Fonte:
>>>

Pela
primeira vez, uma equipa de investigadores do Instituto de Sistemas e Robótica
(ISR) da Universidade de Coimbra (UC) e do Instituto Politécnico de Tomar (IPT)
desenvolveu um sistema de interface cérebro-computador que garante praticamente
100 por cento de fiabilidade e precisão no controlo de cadeiras de rodas
através do cérebro, sem exigir grande esforço mental ao utilizador.
As
cadeiras de rodas guiadas pelo cérebro apresentam-se como uma solução
promissora para pessoas com deficiências motoras graves, que não podem usar
interfaces convencionais. Contudo, a baixa fiabilidade e precisão das
interfaces cérebro-computador (ICCs) baseadas em eletroencefalografia (EEG) e o
elevado esforço mental exigido ao utilizador – que fornece os comandos por meio
de sinais cerebrais para conduzir a cadeira de rodas, sem atividade muscular –,
inviabilizam a sua utilização, por razões de segurança.
Para
ultrapassar estes grandes obstáculos, o sistema proposto pela equipa do ISR e
IPT, cujos resultados já se encontram publicados na IEEE Transactions on
Human-Machine Systems, assenta numa nova abordagem que combina três
componentes: ritmo personalizado, comandos de tempo ajustado e controlo
colaborativo.
Ou
seja, esclarece Gabriel Pires, investigador principal do projeto, «no mesmo
sistema é possível a ICC detetar automaticamente quando o utilizador pretende
ou não enviar um comando, permitindo que este não tenha de estar
permanentemente focado, mas sim apenas quando pretende enviar um comando, ao
seu ritmo; o tempo para deteção da intenção do utilizador é também ajustado
automaticamente para permitir um desempenho constante, sendo por exemplo menos
suscetível a desatenções ou fadiga; e, ainda, um controlo colaborativo entre o
utilizador e a máquina».
Este
controlo colaborativo significa que a cadeira de rodas «tem um sistema de
navegação que, por um lado, realiza as manobras finas de navegação, aliviando o
utilizador desse esforço, e, por outro lado, corrige/interpreta possíveis
comandos errados enviados pela ICC», revela o investigador.

<<<

Conjunto de dados:
>>>

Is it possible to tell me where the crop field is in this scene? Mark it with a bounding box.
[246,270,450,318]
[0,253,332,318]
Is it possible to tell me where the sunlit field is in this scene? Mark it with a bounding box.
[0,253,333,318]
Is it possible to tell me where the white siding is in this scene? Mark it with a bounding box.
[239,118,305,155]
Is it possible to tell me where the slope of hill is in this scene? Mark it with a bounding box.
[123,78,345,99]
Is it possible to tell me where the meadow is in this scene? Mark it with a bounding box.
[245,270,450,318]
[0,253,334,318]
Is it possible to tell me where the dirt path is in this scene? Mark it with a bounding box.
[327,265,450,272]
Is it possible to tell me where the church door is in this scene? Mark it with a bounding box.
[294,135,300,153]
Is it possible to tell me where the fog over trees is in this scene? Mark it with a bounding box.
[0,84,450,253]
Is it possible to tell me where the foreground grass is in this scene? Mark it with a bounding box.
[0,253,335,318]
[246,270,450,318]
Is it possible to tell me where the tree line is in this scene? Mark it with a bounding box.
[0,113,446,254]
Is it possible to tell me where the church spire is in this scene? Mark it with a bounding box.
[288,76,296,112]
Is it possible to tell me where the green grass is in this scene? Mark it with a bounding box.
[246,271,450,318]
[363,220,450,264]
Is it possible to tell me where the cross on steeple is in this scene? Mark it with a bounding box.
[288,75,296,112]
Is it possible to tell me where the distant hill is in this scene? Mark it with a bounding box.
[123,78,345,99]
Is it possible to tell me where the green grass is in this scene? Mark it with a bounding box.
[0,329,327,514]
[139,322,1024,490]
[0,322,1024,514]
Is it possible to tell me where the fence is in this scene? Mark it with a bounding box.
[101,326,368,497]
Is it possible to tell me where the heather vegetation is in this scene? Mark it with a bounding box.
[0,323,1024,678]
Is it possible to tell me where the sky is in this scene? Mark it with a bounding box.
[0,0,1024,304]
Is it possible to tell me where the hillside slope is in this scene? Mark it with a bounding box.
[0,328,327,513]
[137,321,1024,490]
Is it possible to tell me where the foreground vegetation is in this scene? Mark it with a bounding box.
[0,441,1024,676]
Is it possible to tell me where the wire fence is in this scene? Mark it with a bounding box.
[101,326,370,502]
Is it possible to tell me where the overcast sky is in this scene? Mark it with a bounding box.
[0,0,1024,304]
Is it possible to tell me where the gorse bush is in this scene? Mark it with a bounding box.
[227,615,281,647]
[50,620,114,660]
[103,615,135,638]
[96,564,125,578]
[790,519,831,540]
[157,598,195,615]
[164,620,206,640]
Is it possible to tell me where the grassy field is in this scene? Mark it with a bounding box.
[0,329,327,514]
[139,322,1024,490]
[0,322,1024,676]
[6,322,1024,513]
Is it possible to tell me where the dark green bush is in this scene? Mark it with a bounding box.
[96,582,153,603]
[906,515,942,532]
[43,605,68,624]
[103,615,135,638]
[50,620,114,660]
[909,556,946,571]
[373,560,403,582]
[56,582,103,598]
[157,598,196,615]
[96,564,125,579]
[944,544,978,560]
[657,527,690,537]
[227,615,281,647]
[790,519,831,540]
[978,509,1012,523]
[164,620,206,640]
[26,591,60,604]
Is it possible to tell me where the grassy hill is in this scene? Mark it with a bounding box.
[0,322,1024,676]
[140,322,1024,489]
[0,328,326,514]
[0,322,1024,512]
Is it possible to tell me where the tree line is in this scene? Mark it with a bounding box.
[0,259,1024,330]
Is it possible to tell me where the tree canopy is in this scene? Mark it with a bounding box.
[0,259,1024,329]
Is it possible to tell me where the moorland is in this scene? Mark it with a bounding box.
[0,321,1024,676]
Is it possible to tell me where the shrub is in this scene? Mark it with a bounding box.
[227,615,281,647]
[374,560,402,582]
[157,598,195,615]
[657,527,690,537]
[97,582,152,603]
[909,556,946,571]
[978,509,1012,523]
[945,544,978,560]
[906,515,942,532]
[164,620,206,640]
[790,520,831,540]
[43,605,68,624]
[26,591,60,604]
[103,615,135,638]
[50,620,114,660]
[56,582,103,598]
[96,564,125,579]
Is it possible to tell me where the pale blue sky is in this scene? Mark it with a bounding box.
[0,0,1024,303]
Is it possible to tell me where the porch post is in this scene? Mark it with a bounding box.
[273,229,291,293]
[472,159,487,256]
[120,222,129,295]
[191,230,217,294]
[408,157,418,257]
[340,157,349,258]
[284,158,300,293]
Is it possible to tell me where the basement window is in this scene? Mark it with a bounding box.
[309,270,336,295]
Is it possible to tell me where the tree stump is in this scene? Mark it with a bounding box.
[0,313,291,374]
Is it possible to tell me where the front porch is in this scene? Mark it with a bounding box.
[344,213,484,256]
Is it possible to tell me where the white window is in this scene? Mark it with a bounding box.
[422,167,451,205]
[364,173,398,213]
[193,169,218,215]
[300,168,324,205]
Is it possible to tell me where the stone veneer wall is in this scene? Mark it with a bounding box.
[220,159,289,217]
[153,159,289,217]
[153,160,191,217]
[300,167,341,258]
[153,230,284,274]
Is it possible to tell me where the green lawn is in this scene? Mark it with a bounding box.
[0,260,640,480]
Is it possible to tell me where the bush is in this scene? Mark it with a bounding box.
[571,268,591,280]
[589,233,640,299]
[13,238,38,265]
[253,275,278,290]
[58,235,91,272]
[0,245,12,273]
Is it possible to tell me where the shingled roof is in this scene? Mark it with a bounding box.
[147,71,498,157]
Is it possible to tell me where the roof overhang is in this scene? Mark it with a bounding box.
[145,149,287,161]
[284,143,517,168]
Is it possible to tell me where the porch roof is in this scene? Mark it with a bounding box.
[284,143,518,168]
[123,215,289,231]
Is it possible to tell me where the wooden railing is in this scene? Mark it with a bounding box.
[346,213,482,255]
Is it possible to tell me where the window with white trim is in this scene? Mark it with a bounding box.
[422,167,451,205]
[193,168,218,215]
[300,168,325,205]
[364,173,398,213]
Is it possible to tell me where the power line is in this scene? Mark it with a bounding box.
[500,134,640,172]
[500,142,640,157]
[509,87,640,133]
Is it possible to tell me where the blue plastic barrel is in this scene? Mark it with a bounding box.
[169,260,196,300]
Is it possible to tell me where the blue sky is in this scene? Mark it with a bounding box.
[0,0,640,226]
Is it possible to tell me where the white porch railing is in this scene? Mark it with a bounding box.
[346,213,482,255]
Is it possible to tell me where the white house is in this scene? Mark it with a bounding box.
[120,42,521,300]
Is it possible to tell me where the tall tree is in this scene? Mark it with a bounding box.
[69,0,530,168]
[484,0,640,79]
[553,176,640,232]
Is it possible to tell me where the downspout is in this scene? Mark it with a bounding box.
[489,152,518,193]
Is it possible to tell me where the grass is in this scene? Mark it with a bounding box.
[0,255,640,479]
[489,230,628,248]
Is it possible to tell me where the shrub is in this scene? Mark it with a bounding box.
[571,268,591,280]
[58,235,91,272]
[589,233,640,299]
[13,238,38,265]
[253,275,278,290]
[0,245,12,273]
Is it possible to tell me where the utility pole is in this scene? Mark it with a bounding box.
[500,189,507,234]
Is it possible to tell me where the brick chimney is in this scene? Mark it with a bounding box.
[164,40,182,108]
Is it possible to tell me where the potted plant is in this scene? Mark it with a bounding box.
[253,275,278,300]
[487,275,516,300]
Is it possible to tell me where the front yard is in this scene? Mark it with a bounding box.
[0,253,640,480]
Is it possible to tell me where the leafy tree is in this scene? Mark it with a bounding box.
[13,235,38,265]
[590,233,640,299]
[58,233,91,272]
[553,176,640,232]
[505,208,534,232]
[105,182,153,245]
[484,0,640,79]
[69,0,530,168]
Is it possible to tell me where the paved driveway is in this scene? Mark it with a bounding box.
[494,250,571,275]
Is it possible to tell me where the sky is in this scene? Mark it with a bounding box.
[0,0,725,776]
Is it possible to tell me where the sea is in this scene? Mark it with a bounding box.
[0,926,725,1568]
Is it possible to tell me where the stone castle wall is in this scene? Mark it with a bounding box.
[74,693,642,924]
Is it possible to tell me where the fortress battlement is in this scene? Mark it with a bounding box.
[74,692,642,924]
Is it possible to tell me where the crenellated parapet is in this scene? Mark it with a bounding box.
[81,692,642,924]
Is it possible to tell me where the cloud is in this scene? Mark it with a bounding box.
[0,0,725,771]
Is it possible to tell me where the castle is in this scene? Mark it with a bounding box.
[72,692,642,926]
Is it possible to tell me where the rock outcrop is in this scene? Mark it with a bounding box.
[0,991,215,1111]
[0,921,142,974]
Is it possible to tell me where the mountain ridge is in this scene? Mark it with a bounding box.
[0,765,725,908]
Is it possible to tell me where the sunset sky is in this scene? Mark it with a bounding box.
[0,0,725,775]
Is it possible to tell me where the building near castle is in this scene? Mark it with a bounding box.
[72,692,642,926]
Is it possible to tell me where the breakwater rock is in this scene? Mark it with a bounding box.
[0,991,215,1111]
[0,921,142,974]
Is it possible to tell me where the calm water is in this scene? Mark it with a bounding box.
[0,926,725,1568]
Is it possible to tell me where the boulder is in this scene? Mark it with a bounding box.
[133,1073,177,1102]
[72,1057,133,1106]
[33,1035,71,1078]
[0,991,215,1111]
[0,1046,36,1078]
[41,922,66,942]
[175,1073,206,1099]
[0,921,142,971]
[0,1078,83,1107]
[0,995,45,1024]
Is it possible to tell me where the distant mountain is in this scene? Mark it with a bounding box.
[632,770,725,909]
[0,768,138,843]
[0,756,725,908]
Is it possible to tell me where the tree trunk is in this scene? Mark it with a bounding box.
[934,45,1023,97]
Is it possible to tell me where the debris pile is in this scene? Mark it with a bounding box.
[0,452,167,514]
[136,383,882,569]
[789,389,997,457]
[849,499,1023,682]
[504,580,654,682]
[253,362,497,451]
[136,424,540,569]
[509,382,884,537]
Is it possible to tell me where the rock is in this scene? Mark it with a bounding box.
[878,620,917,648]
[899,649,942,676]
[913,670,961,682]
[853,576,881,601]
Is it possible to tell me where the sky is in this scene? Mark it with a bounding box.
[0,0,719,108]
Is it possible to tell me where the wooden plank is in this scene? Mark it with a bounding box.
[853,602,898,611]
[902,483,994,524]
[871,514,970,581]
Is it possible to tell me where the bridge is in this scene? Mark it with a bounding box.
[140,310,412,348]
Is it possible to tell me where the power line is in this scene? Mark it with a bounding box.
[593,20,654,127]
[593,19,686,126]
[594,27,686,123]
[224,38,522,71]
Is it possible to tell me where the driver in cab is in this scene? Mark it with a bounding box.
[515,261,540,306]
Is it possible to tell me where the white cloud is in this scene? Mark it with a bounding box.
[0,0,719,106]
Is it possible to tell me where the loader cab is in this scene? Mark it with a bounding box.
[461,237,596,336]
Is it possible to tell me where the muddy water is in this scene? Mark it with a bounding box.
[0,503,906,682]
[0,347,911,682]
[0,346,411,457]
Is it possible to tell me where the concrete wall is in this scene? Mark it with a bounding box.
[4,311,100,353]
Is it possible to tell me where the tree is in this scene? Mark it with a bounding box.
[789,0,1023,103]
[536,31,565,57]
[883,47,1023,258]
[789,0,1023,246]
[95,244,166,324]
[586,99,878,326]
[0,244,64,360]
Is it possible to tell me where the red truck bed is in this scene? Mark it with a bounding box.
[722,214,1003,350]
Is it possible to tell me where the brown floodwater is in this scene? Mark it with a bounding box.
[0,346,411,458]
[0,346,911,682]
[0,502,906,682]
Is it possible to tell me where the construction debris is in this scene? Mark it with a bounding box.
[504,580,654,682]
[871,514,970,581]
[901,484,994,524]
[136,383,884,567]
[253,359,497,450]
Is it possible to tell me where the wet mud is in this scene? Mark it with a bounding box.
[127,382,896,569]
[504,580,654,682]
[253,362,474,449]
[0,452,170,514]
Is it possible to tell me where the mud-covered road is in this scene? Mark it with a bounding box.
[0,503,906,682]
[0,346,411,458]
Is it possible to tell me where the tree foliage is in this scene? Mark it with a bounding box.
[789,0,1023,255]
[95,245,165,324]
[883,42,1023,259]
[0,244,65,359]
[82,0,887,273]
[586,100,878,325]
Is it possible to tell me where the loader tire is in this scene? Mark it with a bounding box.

<<<

Objetivo:
Diga se cada afirmação concorda com o texto sobre as cadeiras de rodas guiadas pelo cérebro. Responda sim ou não e cite as palavras exatas do texto que o decidem.
(a) O sistema foi desenvolvido apenas por investigadores da Universidade de Coimbra.
(b) Os resultados do sistema foram publicados na IEEE Transactions on Human-Machine Systems.
(c) Com o novo sistema, o utilizador tem de estar permanentemente focado.

Resultado final:
(a) Não: «uma equipa de investigadores do Instituto de Sistemas e Robótica (ISR) da Universidade de Coimbra (UC) e do Instituto Politécnico de Tomar (IPT)»
(b) Sim: «cujos resultados já se encontram publicados na IEEE Transactions on Human-Machine Systems»
(c) Não: «permitindo que este não tenha de estar permanentemente focado»